▶ Exercise instructions
Please return the records word for word, from their first line through the line containing "<point>862,469</point>", with both of those lines included.
_ _ _ _
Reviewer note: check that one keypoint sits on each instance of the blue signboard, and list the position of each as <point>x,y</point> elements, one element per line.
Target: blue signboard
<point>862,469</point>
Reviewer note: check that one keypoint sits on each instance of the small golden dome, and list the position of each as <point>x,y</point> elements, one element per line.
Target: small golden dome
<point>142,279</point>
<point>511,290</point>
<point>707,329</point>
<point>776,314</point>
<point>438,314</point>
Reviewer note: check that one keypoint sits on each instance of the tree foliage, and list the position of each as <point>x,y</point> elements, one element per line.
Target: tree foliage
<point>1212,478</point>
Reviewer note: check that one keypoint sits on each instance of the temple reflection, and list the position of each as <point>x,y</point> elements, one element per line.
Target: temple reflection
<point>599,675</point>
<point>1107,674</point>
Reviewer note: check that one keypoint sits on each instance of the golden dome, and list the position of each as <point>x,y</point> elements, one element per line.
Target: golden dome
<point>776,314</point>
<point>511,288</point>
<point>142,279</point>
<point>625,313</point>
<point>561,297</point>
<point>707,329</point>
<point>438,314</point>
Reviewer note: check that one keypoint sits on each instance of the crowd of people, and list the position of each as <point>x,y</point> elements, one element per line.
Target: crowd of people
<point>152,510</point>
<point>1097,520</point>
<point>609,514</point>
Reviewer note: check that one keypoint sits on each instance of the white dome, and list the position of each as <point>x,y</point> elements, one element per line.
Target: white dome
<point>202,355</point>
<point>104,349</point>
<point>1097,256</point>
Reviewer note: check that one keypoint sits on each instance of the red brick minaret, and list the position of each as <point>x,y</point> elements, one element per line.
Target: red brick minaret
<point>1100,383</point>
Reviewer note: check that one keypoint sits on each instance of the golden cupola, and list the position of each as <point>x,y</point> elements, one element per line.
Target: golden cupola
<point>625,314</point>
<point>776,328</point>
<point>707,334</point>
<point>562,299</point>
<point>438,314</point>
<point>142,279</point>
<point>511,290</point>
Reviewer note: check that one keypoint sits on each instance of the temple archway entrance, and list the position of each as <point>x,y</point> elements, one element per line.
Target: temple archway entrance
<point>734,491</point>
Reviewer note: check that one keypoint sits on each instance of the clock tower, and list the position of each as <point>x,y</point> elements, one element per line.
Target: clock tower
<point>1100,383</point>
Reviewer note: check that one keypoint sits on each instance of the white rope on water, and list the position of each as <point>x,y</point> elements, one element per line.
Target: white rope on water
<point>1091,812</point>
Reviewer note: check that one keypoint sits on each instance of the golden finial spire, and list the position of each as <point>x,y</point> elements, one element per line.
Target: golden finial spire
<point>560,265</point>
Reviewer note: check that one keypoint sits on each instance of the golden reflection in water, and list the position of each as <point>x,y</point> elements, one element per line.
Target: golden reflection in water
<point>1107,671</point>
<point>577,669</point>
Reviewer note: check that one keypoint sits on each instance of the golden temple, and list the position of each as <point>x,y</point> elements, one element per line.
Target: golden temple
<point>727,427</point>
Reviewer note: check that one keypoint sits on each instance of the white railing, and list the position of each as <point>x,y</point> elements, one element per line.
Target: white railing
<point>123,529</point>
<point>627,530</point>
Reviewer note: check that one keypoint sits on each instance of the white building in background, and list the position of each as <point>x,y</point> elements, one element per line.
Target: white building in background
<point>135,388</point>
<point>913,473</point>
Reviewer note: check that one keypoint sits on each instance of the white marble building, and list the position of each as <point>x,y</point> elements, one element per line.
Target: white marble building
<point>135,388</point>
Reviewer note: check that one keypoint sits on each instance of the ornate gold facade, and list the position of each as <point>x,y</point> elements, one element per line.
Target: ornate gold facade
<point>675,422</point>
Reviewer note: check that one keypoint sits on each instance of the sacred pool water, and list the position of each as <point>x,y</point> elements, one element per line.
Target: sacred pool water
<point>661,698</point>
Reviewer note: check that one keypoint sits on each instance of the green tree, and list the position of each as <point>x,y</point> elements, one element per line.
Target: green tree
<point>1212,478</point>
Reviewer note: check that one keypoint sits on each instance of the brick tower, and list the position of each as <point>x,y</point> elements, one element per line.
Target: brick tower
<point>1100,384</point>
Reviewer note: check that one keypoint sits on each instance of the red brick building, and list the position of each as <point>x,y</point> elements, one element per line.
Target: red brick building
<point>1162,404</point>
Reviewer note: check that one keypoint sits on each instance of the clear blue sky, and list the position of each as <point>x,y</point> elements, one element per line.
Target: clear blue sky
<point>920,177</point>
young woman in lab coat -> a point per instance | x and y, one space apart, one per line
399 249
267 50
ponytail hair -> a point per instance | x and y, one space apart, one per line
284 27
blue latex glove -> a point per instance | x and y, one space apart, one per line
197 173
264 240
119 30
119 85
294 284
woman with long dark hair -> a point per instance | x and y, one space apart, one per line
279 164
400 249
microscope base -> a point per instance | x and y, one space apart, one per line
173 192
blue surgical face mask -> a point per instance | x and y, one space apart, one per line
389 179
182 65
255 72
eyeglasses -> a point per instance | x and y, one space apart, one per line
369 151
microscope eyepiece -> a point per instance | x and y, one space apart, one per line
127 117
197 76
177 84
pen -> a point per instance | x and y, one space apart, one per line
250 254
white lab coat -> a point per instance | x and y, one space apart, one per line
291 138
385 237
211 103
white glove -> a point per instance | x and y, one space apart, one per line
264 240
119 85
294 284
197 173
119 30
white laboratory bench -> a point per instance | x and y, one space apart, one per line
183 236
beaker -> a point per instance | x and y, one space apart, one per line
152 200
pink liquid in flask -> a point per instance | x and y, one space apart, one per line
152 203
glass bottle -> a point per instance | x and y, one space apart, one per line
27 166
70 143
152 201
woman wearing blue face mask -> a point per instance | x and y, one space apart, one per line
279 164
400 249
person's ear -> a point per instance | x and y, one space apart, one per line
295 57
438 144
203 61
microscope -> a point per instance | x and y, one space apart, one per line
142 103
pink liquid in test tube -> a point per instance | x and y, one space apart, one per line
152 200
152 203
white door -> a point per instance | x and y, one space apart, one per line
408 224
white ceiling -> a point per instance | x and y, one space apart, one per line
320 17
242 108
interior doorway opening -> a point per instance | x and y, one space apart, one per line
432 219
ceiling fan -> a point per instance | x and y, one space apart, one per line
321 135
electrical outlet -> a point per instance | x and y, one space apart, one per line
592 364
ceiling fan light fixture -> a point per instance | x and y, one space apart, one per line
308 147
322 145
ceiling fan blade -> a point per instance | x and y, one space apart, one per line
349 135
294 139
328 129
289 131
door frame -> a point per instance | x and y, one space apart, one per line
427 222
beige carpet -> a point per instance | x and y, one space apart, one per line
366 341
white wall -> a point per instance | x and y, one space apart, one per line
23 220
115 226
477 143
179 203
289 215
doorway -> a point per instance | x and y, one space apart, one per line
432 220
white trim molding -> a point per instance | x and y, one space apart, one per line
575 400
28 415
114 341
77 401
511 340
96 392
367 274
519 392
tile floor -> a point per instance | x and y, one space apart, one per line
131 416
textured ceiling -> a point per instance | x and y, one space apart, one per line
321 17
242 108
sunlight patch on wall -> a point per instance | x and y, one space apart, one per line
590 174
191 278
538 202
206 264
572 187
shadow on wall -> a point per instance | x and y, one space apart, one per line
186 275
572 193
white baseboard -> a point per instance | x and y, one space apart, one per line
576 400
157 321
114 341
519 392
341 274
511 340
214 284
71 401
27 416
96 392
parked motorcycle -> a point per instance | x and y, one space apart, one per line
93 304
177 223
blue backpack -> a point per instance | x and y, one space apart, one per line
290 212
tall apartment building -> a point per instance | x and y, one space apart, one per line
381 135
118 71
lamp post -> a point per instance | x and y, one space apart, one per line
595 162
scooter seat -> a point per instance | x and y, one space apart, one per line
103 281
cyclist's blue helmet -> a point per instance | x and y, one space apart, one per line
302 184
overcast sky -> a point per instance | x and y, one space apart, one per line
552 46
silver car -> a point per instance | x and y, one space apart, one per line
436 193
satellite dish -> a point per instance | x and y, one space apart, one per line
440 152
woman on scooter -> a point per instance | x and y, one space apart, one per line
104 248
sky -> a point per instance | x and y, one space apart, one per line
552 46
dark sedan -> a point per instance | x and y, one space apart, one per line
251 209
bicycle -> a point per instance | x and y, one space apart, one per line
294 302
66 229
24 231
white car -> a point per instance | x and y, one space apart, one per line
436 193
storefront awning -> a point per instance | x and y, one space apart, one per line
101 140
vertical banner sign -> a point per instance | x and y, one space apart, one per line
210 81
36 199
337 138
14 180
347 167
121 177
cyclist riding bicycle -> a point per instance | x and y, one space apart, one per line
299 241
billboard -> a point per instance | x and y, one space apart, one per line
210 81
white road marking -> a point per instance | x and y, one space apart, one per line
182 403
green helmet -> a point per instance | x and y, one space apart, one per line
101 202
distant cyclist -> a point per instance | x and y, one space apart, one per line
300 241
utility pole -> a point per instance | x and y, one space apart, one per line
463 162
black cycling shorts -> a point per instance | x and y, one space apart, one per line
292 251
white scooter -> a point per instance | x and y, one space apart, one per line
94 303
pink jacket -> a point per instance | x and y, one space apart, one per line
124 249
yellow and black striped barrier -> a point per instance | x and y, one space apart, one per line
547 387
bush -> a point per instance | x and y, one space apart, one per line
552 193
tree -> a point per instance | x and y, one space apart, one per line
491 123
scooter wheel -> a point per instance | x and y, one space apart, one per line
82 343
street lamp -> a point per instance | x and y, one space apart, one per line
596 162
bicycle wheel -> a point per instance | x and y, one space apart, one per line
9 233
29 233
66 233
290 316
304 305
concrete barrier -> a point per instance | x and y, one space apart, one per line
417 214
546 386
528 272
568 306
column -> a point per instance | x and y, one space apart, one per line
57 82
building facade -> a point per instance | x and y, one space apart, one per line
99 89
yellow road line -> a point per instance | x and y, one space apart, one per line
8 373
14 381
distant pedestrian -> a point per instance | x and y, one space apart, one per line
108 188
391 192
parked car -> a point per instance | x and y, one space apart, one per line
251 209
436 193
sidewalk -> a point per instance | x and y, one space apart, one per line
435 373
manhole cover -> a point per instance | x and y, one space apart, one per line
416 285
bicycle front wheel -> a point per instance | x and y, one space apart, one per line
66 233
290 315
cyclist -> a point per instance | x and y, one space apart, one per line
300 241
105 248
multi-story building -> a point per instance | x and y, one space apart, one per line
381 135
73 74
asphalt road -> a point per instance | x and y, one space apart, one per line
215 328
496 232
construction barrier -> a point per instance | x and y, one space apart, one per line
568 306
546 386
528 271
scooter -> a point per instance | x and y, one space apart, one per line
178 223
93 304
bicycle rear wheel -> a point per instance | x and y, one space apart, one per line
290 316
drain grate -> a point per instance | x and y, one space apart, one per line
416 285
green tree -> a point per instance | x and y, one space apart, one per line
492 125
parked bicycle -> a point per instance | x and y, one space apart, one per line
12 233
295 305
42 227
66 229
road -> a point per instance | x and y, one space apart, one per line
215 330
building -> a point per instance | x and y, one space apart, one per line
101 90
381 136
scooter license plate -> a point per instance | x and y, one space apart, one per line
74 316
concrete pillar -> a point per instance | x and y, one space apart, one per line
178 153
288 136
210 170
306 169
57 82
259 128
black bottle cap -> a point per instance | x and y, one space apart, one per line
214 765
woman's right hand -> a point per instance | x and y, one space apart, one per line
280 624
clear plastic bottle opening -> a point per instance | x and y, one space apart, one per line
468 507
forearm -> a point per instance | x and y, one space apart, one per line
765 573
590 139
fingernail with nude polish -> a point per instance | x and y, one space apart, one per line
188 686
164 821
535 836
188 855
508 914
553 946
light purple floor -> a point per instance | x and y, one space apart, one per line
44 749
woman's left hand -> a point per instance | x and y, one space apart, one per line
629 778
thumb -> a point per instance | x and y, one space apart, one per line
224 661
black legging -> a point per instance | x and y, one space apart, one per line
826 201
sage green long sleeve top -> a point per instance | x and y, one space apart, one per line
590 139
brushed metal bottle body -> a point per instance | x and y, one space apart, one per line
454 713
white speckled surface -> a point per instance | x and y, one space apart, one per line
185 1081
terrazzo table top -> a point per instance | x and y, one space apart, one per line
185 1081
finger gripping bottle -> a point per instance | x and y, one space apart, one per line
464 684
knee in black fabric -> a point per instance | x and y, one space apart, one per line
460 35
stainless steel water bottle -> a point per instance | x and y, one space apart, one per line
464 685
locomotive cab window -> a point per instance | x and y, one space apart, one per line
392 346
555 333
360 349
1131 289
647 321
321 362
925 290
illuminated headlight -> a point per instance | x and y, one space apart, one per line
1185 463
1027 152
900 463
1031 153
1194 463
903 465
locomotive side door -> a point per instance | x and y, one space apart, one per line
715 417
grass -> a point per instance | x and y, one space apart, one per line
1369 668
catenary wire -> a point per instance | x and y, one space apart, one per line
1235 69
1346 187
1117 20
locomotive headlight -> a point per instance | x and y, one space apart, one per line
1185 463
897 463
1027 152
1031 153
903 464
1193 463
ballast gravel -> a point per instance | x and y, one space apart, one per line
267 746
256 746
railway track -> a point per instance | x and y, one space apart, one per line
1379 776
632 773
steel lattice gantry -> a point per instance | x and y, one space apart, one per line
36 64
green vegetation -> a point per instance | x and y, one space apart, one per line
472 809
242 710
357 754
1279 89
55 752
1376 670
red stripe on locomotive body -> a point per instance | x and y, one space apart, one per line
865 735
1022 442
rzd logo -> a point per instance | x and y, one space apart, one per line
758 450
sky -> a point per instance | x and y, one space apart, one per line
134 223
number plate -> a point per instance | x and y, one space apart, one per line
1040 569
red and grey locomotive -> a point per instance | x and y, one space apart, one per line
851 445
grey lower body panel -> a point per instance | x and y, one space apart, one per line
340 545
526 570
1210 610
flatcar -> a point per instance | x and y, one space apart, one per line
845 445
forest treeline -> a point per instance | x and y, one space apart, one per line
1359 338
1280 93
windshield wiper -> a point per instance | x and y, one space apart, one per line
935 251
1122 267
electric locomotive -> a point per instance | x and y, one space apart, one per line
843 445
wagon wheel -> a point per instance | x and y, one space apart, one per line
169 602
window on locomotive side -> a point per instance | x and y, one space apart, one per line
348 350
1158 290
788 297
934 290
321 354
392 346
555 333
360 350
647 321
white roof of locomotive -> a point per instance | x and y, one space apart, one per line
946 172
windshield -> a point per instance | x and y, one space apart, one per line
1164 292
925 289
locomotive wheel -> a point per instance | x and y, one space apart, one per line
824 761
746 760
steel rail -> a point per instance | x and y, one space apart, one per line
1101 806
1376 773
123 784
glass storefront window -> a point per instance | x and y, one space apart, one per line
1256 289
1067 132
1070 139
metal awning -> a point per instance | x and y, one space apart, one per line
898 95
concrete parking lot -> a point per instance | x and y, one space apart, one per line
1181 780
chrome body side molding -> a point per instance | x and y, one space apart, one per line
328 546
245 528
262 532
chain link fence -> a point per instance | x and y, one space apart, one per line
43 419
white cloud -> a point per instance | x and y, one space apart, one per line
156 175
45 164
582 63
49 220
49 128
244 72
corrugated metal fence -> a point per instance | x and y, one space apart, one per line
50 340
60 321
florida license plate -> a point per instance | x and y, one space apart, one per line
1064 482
_ _ _ _
▶ Solution to this problem
Reviewer note: check that one keypoint sits on each instance of the blue signboard, and list the position of each as <point>x,y</point> elements, one element per line.
Target: blue signboard
<point>862,469</point>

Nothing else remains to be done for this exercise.